Entries taken from a collection
= = = = = = =

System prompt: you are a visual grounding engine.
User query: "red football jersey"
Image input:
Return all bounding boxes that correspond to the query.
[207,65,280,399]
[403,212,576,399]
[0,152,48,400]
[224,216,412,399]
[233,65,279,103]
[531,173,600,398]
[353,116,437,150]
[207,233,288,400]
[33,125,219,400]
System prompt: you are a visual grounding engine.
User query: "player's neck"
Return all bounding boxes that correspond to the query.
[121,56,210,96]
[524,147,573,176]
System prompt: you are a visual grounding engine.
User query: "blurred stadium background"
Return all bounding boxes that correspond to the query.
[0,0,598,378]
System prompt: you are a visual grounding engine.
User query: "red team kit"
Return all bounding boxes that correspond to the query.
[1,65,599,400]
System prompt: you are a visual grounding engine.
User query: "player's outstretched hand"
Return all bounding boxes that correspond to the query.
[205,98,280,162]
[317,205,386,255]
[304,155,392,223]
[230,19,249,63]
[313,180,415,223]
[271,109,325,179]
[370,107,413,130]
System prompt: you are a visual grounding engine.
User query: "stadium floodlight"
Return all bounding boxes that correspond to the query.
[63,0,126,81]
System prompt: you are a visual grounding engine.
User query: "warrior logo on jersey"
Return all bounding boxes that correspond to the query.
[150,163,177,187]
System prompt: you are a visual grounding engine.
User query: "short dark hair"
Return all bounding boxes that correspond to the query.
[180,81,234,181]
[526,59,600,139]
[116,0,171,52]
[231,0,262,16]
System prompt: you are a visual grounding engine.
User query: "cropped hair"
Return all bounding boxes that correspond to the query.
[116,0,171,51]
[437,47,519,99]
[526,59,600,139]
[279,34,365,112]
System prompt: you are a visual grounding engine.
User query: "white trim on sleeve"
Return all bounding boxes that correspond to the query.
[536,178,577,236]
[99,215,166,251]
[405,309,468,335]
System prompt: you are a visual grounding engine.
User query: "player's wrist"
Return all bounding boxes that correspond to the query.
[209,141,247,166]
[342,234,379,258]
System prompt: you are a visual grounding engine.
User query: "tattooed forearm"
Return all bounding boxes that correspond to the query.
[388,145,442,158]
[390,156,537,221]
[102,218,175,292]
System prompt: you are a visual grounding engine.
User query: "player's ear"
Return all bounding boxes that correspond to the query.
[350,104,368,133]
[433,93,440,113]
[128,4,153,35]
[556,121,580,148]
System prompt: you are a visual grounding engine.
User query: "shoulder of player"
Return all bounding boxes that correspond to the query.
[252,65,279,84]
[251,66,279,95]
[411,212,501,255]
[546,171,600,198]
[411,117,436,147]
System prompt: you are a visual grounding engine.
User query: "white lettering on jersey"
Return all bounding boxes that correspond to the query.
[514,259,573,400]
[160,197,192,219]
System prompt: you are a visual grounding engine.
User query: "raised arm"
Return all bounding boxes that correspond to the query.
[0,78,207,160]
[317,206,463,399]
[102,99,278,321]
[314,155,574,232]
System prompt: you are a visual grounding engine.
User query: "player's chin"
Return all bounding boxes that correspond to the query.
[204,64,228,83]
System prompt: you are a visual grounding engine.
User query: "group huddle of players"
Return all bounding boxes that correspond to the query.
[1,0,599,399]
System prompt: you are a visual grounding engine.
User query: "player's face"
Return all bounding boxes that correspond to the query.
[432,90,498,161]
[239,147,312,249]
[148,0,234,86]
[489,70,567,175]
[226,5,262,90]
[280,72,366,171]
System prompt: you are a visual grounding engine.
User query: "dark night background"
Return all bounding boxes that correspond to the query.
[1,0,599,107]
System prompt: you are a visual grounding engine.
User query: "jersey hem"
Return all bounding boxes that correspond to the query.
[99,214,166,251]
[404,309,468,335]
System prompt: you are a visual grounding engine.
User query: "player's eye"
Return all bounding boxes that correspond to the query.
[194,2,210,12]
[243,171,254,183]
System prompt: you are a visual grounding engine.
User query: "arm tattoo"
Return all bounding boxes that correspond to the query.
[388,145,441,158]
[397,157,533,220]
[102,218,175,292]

= = = = = = =

Note each line above that contains "white" and copy it out.

■ **Answer section**
User query: "white trim on sleeve"
User query: "white lettering on jersey"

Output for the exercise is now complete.